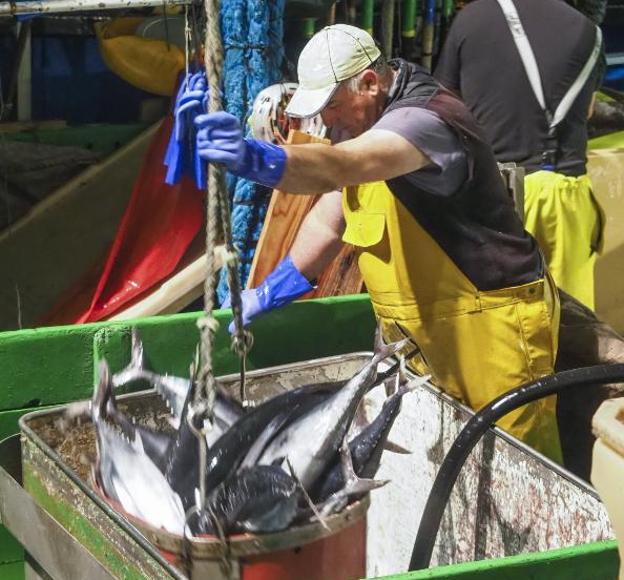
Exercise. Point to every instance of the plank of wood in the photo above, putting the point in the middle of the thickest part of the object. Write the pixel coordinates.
(285, 215)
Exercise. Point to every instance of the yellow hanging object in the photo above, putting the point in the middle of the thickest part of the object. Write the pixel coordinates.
(567, 221)
(476, 344)
(148, 64)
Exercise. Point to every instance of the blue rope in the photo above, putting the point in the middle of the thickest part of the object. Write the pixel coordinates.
(253, 33)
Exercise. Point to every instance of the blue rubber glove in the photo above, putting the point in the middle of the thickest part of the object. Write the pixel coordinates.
(281, 286)
(181, 154)
(220, 140)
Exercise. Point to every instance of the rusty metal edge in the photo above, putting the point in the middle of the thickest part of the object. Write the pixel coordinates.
(119, 520)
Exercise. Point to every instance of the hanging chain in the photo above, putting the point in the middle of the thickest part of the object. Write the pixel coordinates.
(217, 215)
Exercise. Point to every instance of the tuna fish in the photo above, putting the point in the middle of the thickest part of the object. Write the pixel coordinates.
(366, 448)
(310, 443)
(262, 498)
(124, 471)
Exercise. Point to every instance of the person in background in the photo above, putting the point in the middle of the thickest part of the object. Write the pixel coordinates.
(528, 70)
(444, 256)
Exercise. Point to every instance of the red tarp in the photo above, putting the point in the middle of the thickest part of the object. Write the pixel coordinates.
(157, 228)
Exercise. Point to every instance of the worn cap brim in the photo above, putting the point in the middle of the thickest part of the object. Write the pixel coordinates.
(309, 102)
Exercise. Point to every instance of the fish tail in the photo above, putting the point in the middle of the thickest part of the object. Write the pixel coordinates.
(354, 485)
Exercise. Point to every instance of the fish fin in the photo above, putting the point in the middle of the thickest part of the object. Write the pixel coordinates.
(317, 514)
(355, 485)
(412, 385)
(136, 367)
(360, 419)
(393, 447)
(76, 410)
(383, 351)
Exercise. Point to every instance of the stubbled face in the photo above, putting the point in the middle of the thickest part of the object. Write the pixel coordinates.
(352, 112)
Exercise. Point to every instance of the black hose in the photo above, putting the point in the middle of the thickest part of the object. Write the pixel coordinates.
(472, 433)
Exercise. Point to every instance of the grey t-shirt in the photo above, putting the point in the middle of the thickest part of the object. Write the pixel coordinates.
(428, 132)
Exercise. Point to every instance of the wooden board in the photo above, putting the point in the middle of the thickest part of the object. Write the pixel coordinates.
(285, 215)
(606, 170)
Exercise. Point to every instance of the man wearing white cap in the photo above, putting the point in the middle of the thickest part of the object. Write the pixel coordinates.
(443, 254)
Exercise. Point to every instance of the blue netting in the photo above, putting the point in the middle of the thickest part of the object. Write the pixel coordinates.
(254, 50)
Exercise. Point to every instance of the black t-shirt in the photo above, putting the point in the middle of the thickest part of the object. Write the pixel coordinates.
(481, 62)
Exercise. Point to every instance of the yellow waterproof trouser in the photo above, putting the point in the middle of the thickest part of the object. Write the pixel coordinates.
(476, 345)
(566, 220)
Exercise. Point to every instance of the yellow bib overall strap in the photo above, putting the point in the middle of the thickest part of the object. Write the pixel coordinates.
(477, 345)
(568, 223)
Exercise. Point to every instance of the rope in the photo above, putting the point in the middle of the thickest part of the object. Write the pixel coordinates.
(204, 395)
(246, 27)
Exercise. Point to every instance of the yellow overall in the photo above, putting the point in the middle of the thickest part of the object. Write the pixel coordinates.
(566, 220)
(476, 345)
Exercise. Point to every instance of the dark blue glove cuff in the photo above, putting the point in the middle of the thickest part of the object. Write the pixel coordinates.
(262, 162)
(282, 286)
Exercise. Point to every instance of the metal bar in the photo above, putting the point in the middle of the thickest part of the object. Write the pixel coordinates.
(58, 553)
(24, 74)
(65, 6)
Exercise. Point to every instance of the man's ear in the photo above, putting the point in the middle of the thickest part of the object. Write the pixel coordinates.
(369, 82)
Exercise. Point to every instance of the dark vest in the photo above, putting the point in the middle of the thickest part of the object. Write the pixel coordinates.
(477, 226)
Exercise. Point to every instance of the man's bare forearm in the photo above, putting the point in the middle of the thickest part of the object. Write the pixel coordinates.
(320, 237)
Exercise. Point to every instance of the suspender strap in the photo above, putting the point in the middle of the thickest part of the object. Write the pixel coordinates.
(530, 66)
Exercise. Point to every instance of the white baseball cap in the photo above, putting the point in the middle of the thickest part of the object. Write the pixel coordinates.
(334, 54)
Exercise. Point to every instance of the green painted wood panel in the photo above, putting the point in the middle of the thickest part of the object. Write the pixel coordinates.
(49, 366)
(12, 571)
(597, 561)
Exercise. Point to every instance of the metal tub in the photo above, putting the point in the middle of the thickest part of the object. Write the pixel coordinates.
(56, 474)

What to do:
Rewrite the part of the records that opens with the line containing "Exercise. Point to every instance of the green" and runs through the end of the records as a numbered list, with blank lines left out.

Task output:
1. Exercise. Point to every instance of the green painted wood panel in the photo above, putting the point in the middle of the thickest part of the object. Write the pixel coordinates.
2. (49, 366)
3. (12, 571)
4. (597, 561)
5. Exercise. Point to every instance of the metal tub in the photo above, putting the point in the middle of the thickest part of the object. Write the pixel coordinates.
6. (56, 474)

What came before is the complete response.